[Stored items from a collection]
------------------------------------------------------------------------

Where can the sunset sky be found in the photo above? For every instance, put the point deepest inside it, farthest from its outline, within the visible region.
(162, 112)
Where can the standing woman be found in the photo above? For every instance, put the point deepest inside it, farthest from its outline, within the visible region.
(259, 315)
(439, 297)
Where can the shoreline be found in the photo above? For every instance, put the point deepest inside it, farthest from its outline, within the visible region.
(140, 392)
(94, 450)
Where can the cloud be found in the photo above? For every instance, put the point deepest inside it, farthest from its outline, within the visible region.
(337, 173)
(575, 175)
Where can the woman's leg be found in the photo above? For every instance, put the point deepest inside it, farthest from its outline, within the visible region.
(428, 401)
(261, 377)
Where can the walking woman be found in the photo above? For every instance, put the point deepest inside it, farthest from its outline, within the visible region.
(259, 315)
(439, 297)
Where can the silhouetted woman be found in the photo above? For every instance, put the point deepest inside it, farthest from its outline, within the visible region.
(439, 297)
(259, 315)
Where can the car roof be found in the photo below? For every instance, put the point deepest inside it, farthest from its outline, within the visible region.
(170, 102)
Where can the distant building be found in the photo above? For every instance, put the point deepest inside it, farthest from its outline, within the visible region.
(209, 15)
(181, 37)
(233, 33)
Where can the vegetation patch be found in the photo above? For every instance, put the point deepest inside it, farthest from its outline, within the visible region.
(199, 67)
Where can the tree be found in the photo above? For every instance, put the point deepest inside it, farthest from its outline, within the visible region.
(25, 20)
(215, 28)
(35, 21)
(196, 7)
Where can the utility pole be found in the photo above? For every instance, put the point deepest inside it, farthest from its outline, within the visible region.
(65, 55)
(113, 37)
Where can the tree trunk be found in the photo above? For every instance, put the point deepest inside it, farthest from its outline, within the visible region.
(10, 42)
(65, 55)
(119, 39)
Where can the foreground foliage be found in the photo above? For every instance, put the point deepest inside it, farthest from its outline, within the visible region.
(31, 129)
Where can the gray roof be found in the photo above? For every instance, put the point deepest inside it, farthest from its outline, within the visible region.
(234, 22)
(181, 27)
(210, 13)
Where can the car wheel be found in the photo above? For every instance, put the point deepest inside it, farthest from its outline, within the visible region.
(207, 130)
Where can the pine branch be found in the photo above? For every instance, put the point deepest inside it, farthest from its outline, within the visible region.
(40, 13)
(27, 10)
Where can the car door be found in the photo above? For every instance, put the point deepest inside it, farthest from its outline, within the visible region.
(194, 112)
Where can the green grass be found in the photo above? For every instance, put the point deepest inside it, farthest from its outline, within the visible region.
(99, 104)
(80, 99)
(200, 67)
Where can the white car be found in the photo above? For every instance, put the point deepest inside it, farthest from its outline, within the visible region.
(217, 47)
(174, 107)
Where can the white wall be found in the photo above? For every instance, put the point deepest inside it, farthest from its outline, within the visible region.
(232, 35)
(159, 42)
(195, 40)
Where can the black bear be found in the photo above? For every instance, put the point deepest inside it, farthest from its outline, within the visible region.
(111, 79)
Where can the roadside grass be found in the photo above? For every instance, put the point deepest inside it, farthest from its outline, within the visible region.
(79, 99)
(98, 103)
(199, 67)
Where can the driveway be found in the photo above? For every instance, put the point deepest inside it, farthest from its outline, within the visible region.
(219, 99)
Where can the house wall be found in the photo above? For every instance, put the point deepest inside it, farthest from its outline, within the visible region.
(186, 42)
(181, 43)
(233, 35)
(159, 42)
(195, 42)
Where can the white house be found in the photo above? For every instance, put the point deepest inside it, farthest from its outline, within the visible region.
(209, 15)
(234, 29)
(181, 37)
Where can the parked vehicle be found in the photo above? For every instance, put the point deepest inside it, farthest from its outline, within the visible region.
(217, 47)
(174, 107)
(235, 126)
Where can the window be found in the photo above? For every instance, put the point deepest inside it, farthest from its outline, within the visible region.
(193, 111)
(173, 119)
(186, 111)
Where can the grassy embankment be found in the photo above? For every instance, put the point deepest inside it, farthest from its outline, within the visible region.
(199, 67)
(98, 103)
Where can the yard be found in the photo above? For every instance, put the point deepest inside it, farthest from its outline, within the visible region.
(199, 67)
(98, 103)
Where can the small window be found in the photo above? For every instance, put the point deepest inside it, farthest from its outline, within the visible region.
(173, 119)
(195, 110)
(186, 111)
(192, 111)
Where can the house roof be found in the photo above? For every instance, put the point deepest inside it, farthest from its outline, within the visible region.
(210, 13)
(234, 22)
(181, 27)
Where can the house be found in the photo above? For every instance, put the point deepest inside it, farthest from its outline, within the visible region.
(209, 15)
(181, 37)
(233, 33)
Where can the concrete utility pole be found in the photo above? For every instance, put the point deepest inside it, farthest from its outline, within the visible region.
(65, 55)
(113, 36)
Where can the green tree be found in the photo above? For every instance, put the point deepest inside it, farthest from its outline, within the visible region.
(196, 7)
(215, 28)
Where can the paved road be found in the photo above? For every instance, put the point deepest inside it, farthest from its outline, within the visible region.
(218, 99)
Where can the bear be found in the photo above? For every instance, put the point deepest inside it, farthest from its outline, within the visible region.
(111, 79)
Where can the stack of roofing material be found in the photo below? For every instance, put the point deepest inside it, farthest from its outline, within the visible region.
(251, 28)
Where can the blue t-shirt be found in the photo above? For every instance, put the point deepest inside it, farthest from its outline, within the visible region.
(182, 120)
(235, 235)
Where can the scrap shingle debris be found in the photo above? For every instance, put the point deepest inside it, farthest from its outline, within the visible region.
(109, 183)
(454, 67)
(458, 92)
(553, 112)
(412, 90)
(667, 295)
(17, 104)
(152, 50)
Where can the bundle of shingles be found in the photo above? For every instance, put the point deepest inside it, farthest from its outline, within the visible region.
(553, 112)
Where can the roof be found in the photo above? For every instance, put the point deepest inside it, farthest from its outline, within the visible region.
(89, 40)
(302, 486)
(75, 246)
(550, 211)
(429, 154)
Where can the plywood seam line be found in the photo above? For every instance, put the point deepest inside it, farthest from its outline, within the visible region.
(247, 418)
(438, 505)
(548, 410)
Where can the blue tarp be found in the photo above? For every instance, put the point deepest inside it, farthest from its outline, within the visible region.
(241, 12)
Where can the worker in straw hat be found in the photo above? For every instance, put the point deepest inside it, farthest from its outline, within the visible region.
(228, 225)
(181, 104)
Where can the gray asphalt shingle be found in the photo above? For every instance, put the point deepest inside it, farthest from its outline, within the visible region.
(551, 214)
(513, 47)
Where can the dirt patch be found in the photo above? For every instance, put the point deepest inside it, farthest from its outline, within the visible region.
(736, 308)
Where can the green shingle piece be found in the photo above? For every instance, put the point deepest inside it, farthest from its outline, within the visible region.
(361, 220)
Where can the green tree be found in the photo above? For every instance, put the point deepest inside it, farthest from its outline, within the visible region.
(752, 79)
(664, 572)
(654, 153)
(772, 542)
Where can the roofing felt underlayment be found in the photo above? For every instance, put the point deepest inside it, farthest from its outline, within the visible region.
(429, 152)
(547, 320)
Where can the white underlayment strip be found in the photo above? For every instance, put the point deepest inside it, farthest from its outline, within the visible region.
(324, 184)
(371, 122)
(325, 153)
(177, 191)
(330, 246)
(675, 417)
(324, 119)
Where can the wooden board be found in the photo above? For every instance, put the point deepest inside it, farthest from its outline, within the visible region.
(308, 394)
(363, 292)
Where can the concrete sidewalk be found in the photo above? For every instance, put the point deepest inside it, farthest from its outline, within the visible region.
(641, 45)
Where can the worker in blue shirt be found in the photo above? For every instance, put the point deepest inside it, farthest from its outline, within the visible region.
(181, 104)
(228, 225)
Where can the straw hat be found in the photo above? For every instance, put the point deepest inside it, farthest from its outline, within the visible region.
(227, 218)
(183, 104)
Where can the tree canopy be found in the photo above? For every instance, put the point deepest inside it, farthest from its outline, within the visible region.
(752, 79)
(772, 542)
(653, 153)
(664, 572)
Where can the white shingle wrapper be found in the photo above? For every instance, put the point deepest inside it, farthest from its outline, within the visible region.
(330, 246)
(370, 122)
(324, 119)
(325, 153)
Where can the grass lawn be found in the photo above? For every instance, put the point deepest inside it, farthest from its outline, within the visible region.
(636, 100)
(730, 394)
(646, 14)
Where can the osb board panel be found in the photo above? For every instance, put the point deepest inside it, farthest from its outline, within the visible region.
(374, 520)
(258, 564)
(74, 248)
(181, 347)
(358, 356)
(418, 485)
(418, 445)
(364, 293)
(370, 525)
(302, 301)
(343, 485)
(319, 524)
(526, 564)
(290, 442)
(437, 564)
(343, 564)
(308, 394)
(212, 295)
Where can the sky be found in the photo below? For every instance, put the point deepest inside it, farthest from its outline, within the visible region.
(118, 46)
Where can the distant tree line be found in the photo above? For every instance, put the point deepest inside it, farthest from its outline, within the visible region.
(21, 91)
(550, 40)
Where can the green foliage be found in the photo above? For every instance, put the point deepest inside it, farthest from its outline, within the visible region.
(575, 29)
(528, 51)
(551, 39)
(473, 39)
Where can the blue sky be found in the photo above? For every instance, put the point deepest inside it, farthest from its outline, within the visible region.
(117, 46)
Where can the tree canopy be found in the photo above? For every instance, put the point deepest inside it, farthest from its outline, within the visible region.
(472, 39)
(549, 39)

------------------------------------------------------------------------

## Activity
The answer must be the lines from the one containing "Where can the distant tree" to the final line of the data above, copied exactly, both included, with nothing added.

## Solution to this exercise
Where can the distant tree line be found in the photo above? For every instance, put the point deepest inside it, farthest from its outline, within the visible region.
(21, 91)
(550, 40)
Where can the green foliage be found in the photo above? For every instance, put the point deepest inside it, farthest from its outline, within the visible region.
(575, 29)
(528, 51)
(551, 39)
(473, 39)
Where can the blue sky be found in the photo above? For every instance, put the point deepest inside it, farthest from its outline, within the visible region.
(117, 46)
Where can the tree canopy be found in the photo above? For every instance, put the point deepest inside it, farthest from its outline, within the visible region.
(472, 39)
(549, 39)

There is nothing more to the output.